The high-pass filtered DC-free signal from the CD pickup can be readily sliced back to a binary signal having transitions at the zero crossings. A group-coded waveform needs a suitably designed data separator to decode and deserialize the replay signal. When the disk is initially scanned, the data separator simply sees a single voltage varying with time, and it has no other information to go on whatsoever. The scanning of the disk will not necessarily be at the correct speed, and the transitions recovered will suffer from jitter. The jitter comes from two main sources. The first of these is variations in the thickness of the disk.
Everyone is familiar with the illusion that the bottom of a shallow pond is moving when there are ripples in the water. In the same way, ripples in the disk thickness make the track appear to vary in speed. The second source is simply in the production tolerance to which bump edges can be made. The replication process from master to stamper will cause some slight migration of edge position, and stampers can wear in service. In order to interpret the replay waveform in the presence of jitter, use is made of the fact that transitions ideally occur at integer multiples of T.
When a real transition occurs at a time other than an exact multiple of T, it can be attributed to the nearest multiple if the jitter is not too serious, and the jitter will be completely rejected. If, however the jitter is too great, the wrongly timed transition will be attributed to the incorrect detent, and the wrong pattern will be identified.
A phase-locked loop is an essential part of a practical high-density data separator. The operation of a phase-locked loop was described in section 5.9. If the input is a group-coded signal, it will contain transitions at certain multiples of the basic time period T, but not at every cycle owing to the run-length limits. The reason for the use of multiples of a basic time period in group codes is simply that a phase-locked loop can lock to such a waveform. When a transition occurs, a phase comparison can be made, but when no transition occurs, there is no phase comparison but the VCO will continue to run at the same frequency like a flywheel. The maximum run-length limit of 11T in CD is to ensure that the VCO does not have to run for too long between phase corrections. As a result, the VCO recreates a continuous clock from the intermittent clock content of the channel coded signal. In a group-coded system, the VCO recreates the channel bit rate. In CD this is the only way in which the channel bit rate can be reproduced, as the disk itself cannot record the channel bit rate.

→ WHAT TO WORK ON
1. Answer these questions from the passage on CD data separation:
(a) What are the two main sources of jitter?
(b) What is the maximum run-length limit in CD?
(c) When no transition occurs, what does the VCO do?
2. Pick up the passage on CD data separation after its final sentence and continue it.
The data that come next are not needed here.

→ AVAILABLE DATA
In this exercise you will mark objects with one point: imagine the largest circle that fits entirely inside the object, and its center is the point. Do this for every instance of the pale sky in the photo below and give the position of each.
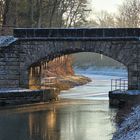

→ RESPONSES TO THE TASKS
1.
(a) Variations in the thickness of the disk, and the production tolerance to which bump edges can be made.
(b) 11T.
(c) It continues to run at the same frequency, like a flywheel.

2.
Jitter in the transition timing is handled by inserting a low-pass or averaging filter between the phase detector and the VCO and/or by increasing the division ratio in the feedback. Both of these steps increase the flywheel inertia. The VCO then runs at the average frequency obtained from many channel transitions and the jitter is substantially removed from the re-created clock. With a jitter-free continuous clock available from the VCO, the actual time at which a transition occurs can differ from the ideal by a considerable amount. When the recording was made, the transitions were intended to be spaced at multiples of the channel bit period, and the run lengths in the code ideally should be discrete. In practice the analog nature of the channel causes the run lengths to vary. A certain amount of variation can be rejected in a properly engineered channel code. The VCO is used to create windows called detents along the time axis of the replay signal. An ideal jitter-free signal would have a transition in the center of the window, but real transitions may occur before or after the center. As long as the variation is within the window, it is rejected, but if the jitter were so large that a transition crossed into an adjacent window, an error would occur. It was shown in Section 6 that the jitter window of EFM is 8/17 of a data bit.
Transitions on a CD replay signal can be up to plus or minus 4/17 of a data bit period out of time before errors are caused. This jitter rejection is a requirement of the CD system because such jitter actually occurs on real disks as has been described. Indeed if it did not, the designers would have used a code with less jitter tolerance and even higher recording density. Thus it is simplistic to regard the surface of a high-density recording as a nice neat set of areas like toy bricks. In practice the manufacturing tolerances are eased so that the recording becomes cheaper even if the transitions become a little jittery. Provided the channel code can reject the jitter, the extra density makes the product more cost effective. The deformities on real CDs are not exact multiples of the basic unit in practice. If this were a requirement they could never be sold on the consumer market. The jitter-rejection mechanism allows considerable production tolerances to be absorbed so that disks can be mass produced.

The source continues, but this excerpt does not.